Provided passage
========================================================================

Now, the $64,000 question is, how much sense does that make? I remember many years ago, a client of mine, and it was a one to one client, and we're talking about now he was a big people pleaser always trying to please people. And I said, what happens if you don't do X, Y, Z? And he goes, Well, they're going to be mad at me. And I said, How do you know they're going to be mad at you? And he goes, Well, I don't I just guess they will, they will, you know, will be mad at me. And I said, Well, what happens if they're mad at you? And he goes, are not going to like me. Now, first of all, how could he possibly know how they were going to respond if he did, or he didn't do something unless he has any past evidence, and then he has to look at if I'm only doing what they want me to do, because they want me to do it. These people are taking advantage of me. They're using me. And then guess what, I'm unhappy because these people are using me. But what I want you to notice, as I said a little earlier, is what's the cause for you. Notice what reward what benefit you get for keeping everyone else happy and pleasing everyone else at the expense of your own happiness.

========================================================================

In the excerpt about people pleasing, what did the client say would happen if he didn't do X, Y, Z? The entries have no connection to the excerpt about people pleasing.

Pointing dataset entries
========================================================================

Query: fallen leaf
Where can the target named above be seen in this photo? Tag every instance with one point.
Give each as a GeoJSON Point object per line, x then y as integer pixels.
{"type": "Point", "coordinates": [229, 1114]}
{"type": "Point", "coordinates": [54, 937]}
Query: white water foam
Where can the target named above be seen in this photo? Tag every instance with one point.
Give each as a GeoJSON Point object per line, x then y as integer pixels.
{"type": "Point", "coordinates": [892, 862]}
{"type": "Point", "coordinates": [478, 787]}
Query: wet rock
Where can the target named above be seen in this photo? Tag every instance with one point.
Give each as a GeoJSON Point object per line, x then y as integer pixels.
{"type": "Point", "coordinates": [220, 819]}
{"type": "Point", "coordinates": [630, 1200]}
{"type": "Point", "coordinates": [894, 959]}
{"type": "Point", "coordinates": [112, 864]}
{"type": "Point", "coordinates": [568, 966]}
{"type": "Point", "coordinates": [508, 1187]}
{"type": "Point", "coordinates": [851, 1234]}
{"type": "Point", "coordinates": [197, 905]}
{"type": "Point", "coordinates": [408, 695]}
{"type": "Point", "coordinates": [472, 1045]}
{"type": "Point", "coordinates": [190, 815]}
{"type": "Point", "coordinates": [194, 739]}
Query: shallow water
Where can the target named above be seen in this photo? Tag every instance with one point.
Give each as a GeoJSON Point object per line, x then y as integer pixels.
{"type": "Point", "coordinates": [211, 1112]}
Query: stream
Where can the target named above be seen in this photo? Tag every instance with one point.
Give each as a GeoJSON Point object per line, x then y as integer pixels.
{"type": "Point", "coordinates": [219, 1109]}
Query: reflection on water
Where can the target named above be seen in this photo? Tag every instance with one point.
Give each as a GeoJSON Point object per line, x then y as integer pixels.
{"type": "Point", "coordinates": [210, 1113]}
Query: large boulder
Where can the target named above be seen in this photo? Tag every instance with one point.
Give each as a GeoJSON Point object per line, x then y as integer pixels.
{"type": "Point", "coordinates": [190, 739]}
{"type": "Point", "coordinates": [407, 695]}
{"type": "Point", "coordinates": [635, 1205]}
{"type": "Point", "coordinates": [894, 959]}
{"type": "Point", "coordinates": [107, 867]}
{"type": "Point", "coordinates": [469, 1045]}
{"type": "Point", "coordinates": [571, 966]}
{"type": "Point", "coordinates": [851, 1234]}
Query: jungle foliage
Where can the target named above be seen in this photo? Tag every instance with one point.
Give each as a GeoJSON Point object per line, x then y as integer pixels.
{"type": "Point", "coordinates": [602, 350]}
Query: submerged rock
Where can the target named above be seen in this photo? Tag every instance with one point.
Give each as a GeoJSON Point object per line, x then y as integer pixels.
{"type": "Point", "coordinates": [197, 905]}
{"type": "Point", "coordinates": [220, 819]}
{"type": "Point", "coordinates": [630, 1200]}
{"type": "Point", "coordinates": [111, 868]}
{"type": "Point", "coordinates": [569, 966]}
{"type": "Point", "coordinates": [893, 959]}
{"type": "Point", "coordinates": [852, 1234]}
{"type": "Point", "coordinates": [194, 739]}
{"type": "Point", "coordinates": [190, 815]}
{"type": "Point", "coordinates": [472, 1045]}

========================================================================

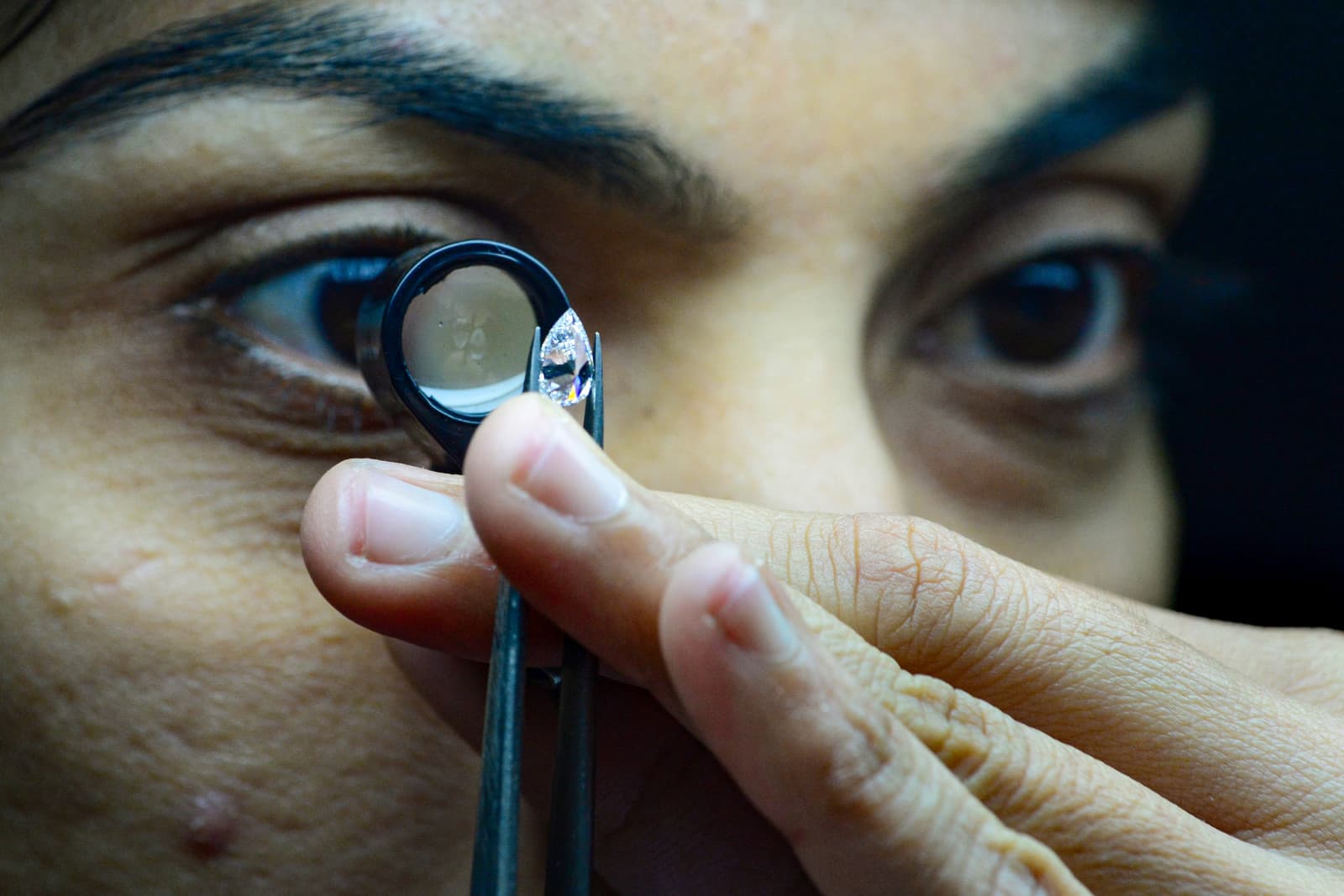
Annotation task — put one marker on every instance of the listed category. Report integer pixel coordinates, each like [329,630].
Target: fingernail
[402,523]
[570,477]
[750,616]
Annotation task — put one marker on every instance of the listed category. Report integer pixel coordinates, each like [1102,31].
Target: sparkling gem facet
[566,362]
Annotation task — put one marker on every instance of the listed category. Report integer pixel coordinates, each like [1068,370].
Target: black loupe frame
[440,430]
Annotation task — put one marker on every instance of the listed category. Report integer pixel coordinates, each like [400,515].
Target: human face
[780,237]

========================================================================

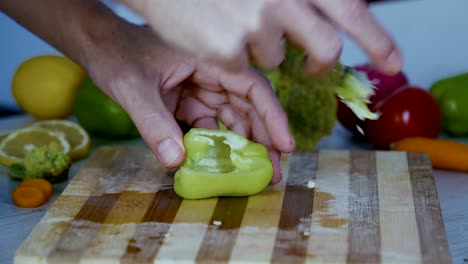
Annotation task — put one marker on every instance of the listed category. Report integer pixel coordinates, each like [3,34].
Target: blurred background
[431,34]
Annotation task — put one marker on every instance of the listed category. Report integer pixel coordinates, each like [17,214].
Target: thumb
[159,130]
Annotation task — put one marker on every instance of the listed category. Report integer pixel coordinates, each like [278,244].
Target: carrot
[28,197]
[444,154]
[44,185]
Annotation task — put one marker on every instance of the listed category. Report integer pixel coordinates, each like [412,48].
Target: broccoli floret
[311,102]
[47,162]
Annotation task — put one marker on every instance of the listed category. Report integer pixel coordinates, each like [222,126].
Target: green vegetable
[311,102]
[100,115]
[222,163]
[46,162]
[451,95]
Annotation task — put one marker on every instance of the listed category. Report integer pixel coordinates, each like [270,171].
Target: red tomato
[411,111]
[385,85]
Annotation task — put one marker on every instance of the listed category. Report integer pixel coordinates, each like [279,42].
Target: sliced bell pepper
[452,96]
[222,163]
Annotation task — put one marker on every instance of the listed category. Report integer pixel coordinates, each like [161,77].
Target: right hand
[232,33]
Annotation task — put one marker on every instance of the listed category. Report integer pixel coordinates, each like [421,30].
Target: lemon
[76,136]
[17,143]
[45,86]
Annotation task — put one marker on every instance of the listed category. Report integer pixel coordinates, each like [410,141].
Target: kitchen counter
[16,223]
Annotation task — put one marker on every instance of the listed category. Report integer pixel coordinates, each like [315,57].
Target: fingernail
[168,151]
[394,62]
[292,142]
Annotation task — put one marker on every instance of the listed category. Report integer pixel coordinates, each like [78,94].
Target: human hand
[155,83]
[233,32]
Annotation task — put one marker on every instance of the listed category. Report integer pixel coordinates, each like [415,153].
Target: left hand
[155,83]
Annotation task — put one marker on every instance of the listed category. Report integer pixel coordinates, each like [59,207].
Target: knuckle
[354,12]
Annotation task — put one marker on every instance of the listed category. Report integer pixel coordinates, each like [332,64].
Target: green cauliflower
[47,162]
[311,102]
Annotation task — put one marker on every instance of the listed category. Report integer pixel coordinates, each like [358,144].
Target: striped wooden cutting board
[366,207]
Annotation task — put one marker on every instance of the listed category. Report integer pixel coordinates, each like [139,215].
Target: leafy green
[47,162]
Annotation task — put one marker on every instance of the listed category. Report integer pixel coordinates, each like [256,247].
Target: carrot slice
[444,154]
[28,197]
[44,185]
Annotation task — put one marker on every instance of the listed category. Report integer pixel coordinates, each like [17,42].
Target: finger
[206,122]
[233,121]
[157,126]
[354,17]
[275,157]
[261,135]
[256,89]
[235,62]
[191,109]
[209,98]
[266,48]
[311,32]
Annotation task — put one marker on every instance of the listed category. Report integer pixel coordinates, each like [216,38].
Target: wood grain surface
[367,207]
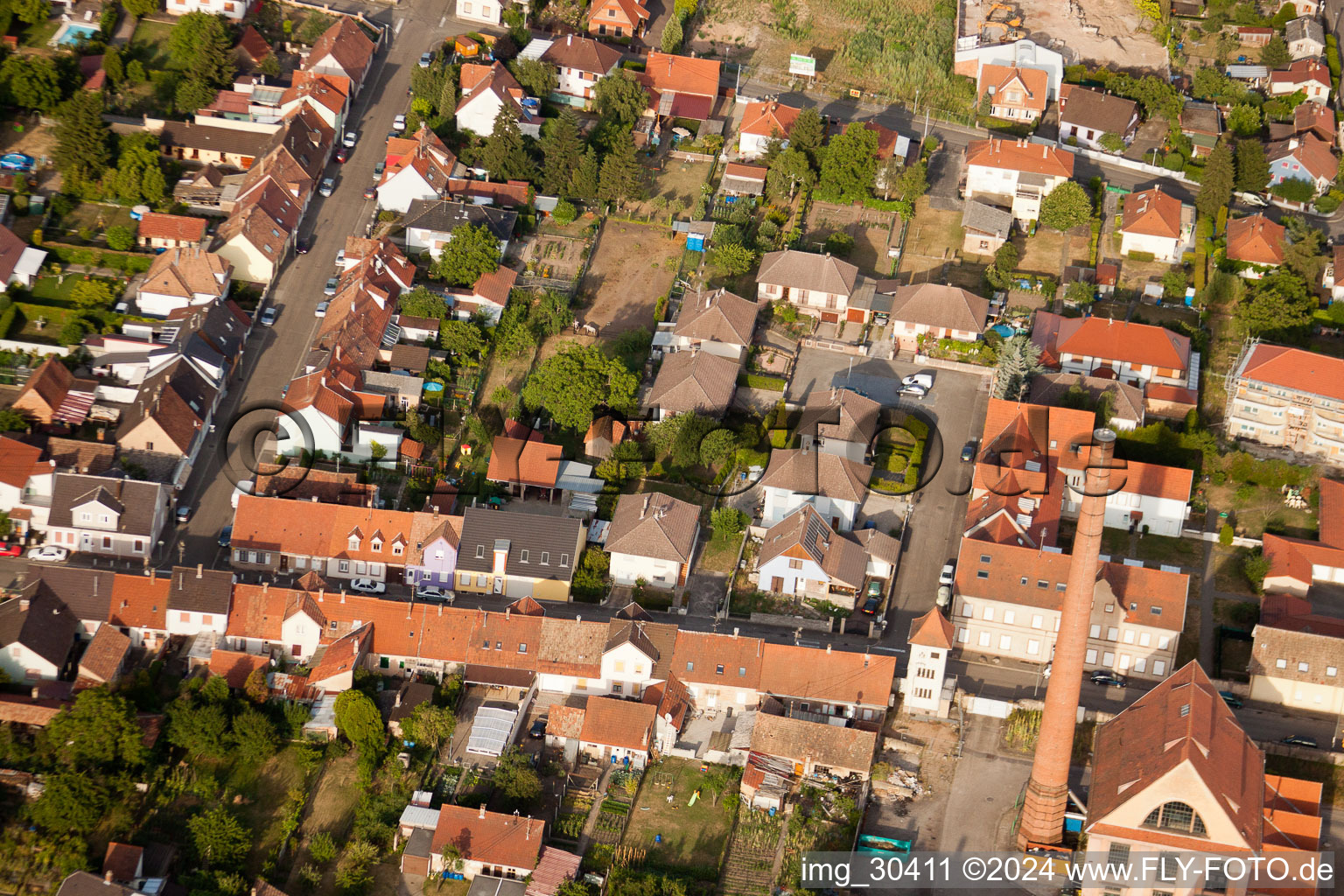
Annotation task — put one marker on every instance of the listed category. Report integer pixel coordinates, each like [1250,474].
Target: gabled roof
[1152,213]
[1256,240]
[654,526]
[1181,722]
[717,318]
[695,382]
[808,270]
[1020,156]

========================================================================

Problem solution
He said they were going to be mad at him.